=== Extracted information ===
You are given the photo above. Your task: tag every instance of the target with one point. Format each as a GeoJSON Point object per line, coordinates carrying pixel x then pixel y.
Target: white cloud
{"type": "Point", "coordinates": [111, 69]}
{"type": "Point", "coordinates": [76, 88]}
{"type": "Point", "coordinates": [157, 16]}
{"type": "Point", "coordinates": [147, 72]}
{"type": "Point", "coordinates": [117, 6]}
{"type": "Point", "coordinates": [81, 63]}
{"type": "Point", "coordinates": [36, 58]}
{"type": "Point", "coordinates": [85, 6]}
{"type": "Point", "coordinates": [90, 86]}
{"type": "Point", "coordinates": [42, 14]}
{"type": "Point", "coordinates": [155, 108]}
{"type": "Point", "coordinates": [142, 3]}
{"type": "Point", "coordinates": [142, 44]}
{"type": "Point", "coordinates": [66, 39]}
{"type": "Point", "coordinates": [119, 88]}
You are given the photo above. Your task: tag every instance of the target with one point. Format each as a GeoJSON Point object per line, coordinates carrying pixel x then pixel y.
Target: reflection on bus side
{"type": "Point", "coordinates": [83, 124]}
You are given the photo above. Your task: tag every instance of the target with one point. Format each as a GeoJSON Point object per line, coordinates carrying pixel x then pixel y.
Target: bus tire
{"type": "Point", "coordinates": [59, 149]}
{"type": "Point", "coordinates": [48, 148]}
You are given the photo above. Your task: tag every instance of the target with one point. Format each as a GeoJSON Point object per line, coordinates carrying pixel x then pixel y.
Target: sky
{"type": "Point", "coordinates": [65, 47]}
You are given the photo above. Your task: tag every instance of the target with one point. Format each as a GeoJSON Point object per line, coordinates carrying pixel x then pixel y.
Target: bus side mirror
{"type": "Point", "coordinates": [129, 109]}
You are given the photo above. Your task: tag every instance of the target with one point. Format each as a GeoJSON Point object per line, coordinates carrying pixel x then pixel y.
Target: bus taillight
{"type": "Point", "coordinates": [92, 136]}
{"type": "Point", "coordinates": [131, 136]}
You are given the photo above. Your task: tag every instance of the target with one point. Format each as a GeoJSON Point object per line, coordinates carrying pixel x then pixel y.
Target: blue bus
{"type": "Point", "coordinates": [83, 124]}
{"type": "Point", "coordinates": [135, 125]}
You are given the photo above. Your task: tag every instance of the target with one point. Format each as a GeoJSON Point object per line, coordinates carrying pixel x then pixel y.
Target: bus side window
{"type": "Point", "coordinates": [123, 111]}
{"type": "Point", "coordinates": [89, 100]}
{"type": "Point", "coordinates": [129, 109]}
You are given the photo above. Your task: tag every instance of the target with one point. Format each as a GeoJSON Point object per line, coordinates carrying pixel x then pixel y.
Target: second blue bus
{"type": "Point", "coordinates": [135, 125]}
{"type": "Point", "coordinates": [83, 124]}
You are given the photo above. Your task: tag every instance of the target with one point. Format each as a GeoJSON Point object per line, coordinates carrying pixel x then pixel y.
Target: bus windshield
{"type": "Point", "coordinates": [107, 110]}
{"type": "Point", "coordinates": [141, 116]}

=== What is required ===
Output all of the material, please, exactly as it stands.

=== Exercise output ===
You are given the photo above. Your task: tag every instance of the target with one point. Format each as a GeoJSON Point object per line, coordinates carrying pixel x then pixel y.
Target: white cloud
{"type": "Point", "coordinates": [111, 69]}
{"type": "Point", "coordinates": [76, 88]}
{"type": "Point", "coordinates": [157, 16]}
{"type": "Point", "coordinates": [147, 72]}
{"type": "Point", "coordinates": [117, 6]}
{"type": "Point", "coordinates": [81, 63]}
{"type": "Point", "coordinates": [36, 58]}
{"type": "Point", "coordinates": [85, 6]}
{"type": "Point", "coordinates": [90, 86]}
{"type": "Point", "coordinates": [42, 14]}
{"type": "Point", "coordinates": [155, 108]}
{"type": "Point", "coordinates": [142, 3]}
{"type": "Point", "coordinates": [142, 44]}
{"type": "Point", "coordinates": [66, 39]}
{"type": "Point", "coordinates": [119, 88]}
You are given the photo above. Your task: tag every instance of the target with one point. Format each as a GeoJSON Point object per line, coordinates carrying pixel x then pixel y.
Target: reflection on bus side
{"type": "Point", "coordinates": [83, 124]}
You are given the photo above. Your task: tag every instance of the target with one point. Format each as a GeoJSON Point object per line, coordinates carrying pixel x then pixel y.
Target: bus tire
{"type": "Point", "coordinates": [59, 149]}
{"type": "Point", "coordinates": [48, 148]}
You are given the photo above. Your task: tag every instance of the target with one point. Format each as a GeoJSON Point object per line, coordinates carrying pixel x then pixel y.
Target: sky
{"type": "Point", "coordinates": [65, 47]}
You are given the photo above. Your task: tag every instance of the target with one point. Format each as a GeoJSON Point object per line, coordinates carrying pixel x then pixel y.
Target: bus side mirror
{"type": "Point", "coordinates": [129, 109]}
You are given the photo above. Your task: tag every instance of the target with one point. Format each as a GeoJSON Point object per line, coordinates carrying pixel x then pixel y.
Target: bus taillight
{"type": "Point", "coordinates": [92, 136]}
{"type": "Point", "coordinates": [131, 136]}
You are given the photo above. Your task: tag every instance of the target with one point. Format each as a GeoJSON Point object per line, coordinates carrying pixel x then pixel y.
Target: blue bus
{"type": "Point", "coordinates": [83, 124]}
{"type": "Point", "coordinates": [135, 125]}
You are given the photo above. Your task: tag every instance of the target with one point. Format each as a GeoJSON Point object per line, coordinates carrying pixel x then pixel y.
Target: bus side window
{"type": "Point", "coordinates": [123, 111]}
{"type": "Point", "coordinates": [89, 100]}
{"type": "Point", "coordinates": [129, 109]}
You are given the photo above. Your task: tag every instance of the target with one point. Format each as a GeoJSON Point object per line, coordinates carrying pixel x then pixel y.
Target: second blue bus
{"type": "Point", "coordinates": [135, 125]}
{"type": "Point", "coordinates": [83, 124]}
You are given the photo above. Your task: tag every instance of the target with one point. Format each as a GeoJSON Point object per line, coordinates carrying pixel x then pixel y.
Target: bus windshield
{"type": "Point", "coordinates": [107, 110]}
{"type": "Point", "coordinates": [141, 116]}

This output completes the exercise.